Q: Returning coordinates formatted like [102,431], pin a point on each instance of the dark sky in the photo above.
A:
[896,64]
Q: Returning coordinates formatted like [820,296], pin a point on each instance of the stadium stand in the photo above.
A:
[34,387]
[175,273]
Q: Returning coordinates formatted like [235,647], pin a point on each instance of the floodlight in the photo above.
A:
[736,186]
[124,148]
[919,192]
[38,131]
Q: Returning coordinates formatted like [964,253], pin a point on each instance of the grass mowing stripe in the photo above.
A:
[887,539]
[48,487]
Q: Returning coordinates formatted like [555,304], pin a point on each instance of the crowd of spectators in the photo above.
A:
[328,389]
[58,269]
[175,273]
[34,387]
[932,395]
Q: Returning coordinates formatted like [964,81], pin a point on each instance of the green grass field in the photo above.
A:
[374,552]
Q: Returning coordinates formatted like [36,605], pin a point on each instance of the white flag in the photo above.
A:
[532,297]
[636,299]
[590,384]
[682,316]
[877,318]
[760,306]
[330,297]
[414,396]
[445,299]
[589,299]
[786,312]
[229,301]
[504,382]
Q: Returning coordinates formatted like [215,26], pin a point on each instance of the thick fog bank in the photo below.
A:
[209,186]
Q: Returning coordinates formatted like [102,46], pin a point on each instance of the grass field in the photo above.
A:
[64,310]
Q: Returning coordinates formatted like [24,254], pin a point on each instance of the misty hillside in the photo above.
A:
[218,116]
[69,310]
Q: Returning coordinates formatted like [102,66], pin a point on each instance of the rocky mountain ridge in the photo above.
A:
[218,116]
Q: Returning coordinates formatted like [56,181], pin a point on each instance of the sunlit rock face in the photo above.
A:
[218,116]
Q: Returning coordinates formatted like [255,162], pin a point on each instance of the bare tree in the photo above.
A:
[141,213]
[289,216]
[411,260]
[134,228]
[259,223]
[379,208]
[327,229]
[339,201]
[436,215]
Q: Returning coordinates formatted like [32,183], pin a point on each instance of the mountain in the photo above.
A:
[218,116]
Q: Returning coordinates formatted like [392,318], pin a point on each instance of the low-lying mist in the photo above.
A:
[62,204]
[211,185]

▶ **What to do**: Each entry above needs to be duplicated verbatim.

▶ **Solution to the problem**:
Q: Returning coordinates formatted like [102,431], pin a point on each instance of the dark sky in the photo above.
A:
[896,64]
Q: Returning coordinates formatted like [820,296], pin a point on each instance of the stadium stand in the photo above.
A:
[34,387]
[175,273]
Q: Returning coordinates formatted like [235,647], pin a point on each instance of the floodlight in the photo above.
A:
[736,186]
[124,148]
[919,192]
[38,131]
Q: Returning coordinates formatted like [964,253], pin a point on each instance of the grass mowing stripe in the photo above.
A:
[887,539]
[48,487]
Q: Returning coordinates formatted like [555,304], pin a point on each instance of the crowd of spectators in the photo above.
A:
[328,389]
[58,269]
[175,273]
[34,387]
[932,395]
Q: Returning coordinates formatted like [964,81], pin a point on each instance of the green grass field in the photo above.
A:
[374,552]
Q: Returning coordinates formatted like [36,605], pin a point on each instance of the white flag in the photo above.
A:
[532,297]
[636,299]
[590,384]
[682,316]
[877,318]
[760,306]
[330,297]
[414,396]
[445,299]
[589,299]
[786,312]
[229,301]
[504,382]
Q: Returning coordinates formatted like [215,26], pin a point on each instance of the thick fog bank in the photo below.
A:
[209,186]
Q: Returning coordinates formatted like [102,46], pin a point on each instance of the grass field in the photo above.
A:
[64,310]
Q: Returning coordinates formatted like [24,254], pin a point on each instance of the misty hillside in the photo above.
A:
[218,116]
[69,310]
Q: Returning coordinates formatted like [102,66], pin a point on each instance of the rocky mountain ridge in the photo above.
A:
[218,116]
Q: Returning coordinates formatted like [56,181], pin a point on each instance of the sunlit rock face in the photo above.
A:
[218,116]
Q: Returning coordinates formatted like [255,162], pin a point on each instance of the bare tree in the photo above.
A:
[141,213]
[289,216]
[411,260]
[134,228]
[259,223]
[379,208]
[327,229]
[339,201]
[436,215]
Q: Returning coordinates formatted like [32,183], pin a point on each instance of the mountain in the photo above.
A:
[218,116]
Q: Returning coordinates formatted like [392,318], pin a point on each instance of the low-lying mist in the photo above.
A:
[62,204]
[211,185]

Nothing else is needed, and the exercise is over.